*Zitierter Textauszug*.

-------------------------

Archivbild: Matthias Ecke SPD. (Quelle: dpa/Rebsch)

Berlin Brandenburg Angriffe auf Wahlkämpfer: Innenminister wollen mehr Schutz für politisch engagierte Menschen

Stand: 08.05.2024 10:41 Uhr

Die Innenminister wollen künftig politisch aktive Menschen besser schützen. Das haben sie auf einer Konferenz am Dienstag beschlossen. Anlass war der gewaltsame Angriff auf den SPD-Politiker Matthias Ecke in Dresden.

-------------------------

*Gespeicherte Daten*.
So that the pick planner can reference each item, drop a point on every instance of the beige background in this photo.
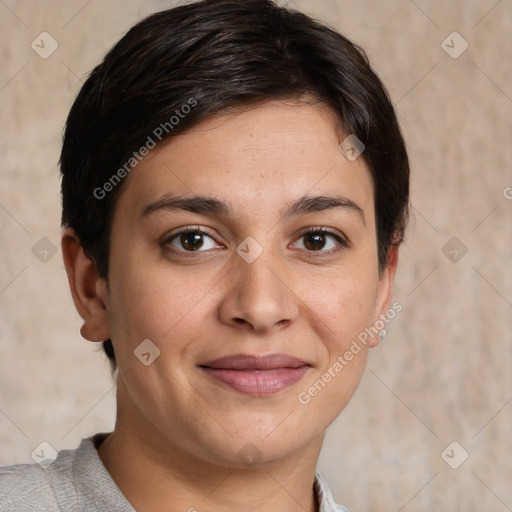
(445, 372)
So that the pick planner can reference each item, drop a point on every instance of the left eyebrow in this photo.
(309, 204)
(212, 206)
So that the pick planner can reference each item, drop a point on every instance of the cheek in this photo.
(345, 302)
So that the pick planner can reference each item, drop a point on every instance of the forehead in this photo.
(254, 159)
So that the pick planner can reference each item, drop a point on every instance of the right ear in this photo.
(88, 289)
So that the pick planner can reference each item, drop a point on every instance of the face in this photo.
(245, 250)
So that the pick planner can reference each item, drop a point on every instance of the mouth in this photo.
(257, 375)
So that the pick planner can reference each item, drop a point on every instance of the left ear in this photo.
(385, 290)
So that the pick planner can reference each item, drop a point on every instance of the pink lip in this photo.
(257, 375)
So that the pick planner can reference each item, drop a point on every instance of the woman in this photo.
(235, 190)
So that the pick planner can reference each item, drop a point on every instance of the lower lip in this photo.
(258, 382)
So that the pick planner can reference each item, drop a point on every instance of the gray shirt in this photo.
(77, 481)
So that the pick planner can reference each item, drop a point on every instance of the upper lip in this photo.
(253, 362)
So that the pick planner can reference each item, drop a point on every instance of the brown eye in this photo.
(321, 240)
(314, 241)
(191, 240)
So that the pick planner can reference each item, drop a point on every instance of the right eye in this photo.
(191, 239)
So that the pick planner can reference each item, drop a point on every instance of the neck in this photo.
(157, 475)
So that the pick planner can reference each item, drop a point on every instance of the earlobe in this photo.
(88, 289)
(385, 292)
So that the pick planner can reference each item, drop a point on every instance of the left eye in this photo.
(320, 240)
(192, 241)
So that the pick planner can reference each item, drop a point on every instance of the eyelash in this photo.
(343, 243)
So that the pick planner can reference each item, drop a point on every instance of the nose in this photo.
(258, 298)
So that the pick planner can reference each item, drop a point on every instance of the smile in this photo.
(257, 376)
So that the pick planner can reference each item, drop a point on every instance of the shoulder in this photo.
(326, 499)
(74, 482)
(26, 487)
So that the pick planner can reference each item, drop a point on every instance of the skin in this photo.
(179, 433)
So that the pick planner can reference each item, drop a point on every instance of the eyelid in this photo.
(339, 236)
(169, 237)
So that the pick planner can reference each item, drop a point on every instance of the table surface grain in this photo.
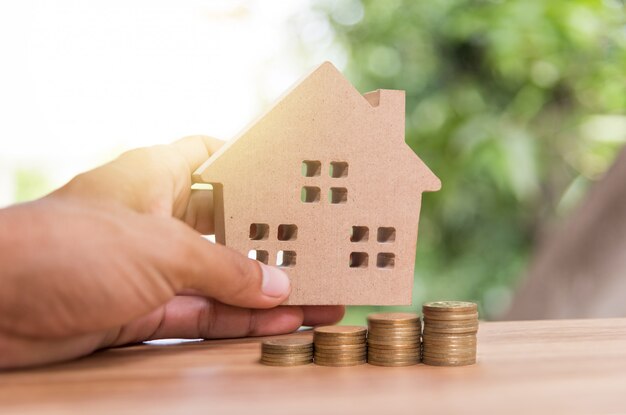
(559, 366)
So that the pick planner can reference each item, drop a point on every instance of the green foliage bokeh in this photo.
(516, 105)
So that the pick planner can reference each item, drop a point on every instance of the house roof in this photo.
(326, 76)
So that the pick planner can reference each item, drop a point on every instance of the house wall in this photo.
(263, 180)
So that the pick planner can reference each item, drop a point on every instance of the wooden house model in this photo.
(324, 185)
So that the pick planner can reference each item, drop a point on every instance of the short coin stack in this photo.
(449, 337)
(287, 352)
(393, 339)
(340, 345)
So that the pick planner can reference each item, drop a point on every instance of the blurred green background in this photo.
(518, 106)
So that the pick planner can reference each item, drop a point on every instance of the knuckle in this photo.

-------------------------

*Arbeitsaufträge*.
1 – Welches Ereignis war laut dem Textauszug über den Schutz politisch engagierter Menschen der Anlass für den Beschluss der Innenminister?
2 – Schreiben Sie aus dem Textauszug über Angriffe auf Wahlkämpfer alles von „Die Innenminister wollen“ bis hinunter zu „Ecke in Dresden.“ wortgetreu ab.
3 – Führen Sie den Textauszug über den Schutz politisch engagierter Menschen im Anschluss an seinen letzten Satz weiter.

*Lösungen*.
1 – Der gewaltsame Angriff auf den SPD-Politiker Matthias Ecke in Dresden.

2 –
Die Innenminister wollen künftig politisch aktive Menschen besser schützen. Das haben sie auf einer Konferenz am Dienstag beschlossen. Anlass war der gewaltsame Angriff auf den SPD-Politiker Matthias Ecke in Dresden.

3 –
  • Innenministerkonferenz nach Angriff auf SPD-Politiker Matthias Ecke
  • keine konkreten Gesetzesänderungen
  • bestehendes Strafrecht wird auf Verschärfung geprüft
  • Hass und Hetze im Netz als Boden für Gewalt verurteilt

Die Innenminister von Bund und Ländern halten zum besseren Schutz von Politikerinnen und Politikern sowie Wahlkämpfern auch eine Verschärfung des Strafrechts für sinnvoll. Das sagte der Brandenburger Vorsitzende der Innenministerkonferenz, Michael Stübgen (CDU), am Dienstag nach einer Videokonferenz. Die Ressortchefs unterstützten zwei Bundesratsinitiativen aus Bayern und Sachsen, um unter anderem gegen Körperverletzung und Nötigung härter vorgehen zu können.

In einem gemeinsamen Online-Statement verurteilten die Anwesenden zudem einstimmig den Angriff auf den SPD-Politiker Matthias Ecke. Neben Stübgen sprachen auch der Hamburger Innensenator Andy Grote (SPD), der bayerische Innenminister Joachim Herrmann (CSU) und die Bundesinnenministerin Nancy Faeser (SPD).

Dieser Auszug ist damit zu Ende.